■ **Passage shown**
Teams have turned toward a variety of online and in-person adjustments to maintain fitness during the quarantine.

Because of the COVID-19 pandemic, all sports teams have had problems starting up and adjusting to practices for the upcoming 2020-2021 season. 

Under the new CIF schedule, which has effectively condensed the three sports seasons into two, most teams have been cleared to begin preseason practice after the Labor Day weekend. In the meantime, most teams have been encouraging members to train as much as they safely can.

Some teams, like the football team, have turned to individual and online workouts to safely prepare for their season, which is set to begin on Dec. 14. The football team typically meets twice a week over Zoom, during which they use a workout program called Volt to emulate workouts that they would have done in person.

“Considering the tough circumstances, I think that the workouts are pretty effective,” senior wide receiver Ryan Gilligan said. “It’s been hard, but we’re trying our best to keep in shape with Volt.”

■ **What this task involves**
Copy out the passage about sports teams training during the pandemic word for word, from start to finish. The items that come next have nothing to do with this passage.

■ **Dataset entries**
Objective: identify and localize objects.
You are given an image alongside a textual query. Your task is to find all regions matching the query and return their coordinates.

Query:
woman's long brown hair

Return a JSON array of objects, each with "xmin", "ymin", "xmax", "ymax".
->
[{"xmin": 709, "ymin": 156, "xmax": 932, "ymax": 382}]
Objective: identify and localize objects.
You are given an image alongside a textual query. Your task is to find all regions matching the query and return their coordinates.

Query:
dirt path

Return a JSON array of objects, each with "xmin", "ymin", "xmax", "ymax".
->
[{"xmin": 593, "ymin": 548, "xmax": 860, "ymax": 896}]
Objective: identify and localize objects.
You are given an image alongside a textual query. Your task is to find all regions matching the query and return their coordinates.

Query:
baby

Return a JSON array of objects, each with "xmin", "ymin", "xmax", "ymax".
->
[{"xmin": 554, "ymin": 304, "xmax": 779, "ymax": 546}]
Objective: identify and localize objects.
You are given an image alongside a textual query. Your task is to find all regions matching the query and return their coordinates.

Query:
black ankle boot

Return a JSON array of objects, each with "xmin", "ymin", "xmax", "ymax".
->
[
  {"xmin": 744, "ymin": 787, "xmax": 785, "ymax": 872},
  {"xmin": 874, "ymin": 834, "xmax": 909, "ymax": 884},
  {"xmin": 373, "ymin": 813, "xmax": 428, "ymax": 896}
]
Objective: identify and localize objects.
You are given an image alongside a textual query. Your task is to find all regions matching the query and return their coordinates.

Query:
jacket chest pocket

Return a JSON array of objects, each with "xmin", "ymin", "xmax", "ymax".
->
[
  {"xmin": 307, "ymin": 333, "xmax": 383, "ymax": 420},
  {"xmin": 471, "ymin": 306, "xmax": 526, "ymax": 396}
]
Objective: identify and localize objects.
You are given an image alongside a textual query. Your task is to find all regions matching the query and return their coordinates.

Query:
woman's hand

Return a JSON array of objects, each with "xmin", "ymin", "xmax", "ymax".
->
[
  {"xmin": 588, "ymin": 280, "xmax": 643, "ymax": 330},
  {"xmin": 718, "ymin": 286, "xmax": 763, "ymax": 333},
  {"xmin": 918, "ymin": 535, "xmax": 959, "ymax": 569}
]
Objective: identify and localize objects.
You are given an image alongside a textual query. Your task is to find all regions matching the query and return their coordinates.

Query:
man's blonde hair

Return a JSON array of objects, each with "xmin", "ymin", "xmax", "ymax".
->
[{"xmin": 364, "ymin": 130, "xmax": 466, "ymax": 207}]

■ **Completed exercise**
Teams have turned toward a variety of online and in-person adjustments to maintain fitness during the quarantine.

Because of the COVID-19 pandemic, all sports teams have had problems starting up and adjusting to practices for the upcoming 2020-2021 season. 

Under the new CIF schedule, which has effectively condensed the three sports seasons into two, most teams have been cleared to begin preseason practice after the Labor Day weekend. In the meantime, most teams have been encouraging members to train as much as they safely can.

Some teams, like the football team, have turned to individual and online workouts to safely prepare for their season, which is set to begin on Dec. 14. The football team typically meets twice a week over Zoom, during which they use a workout program called Volt to emulate workouts that they would have done in person.

“Considering the tough circumstances, I think that the workouts are pretty effective,” senior wide receiver Ryan Gilligan said. “It’s been hard, but we’re trying our best to keep in shape with Volt.”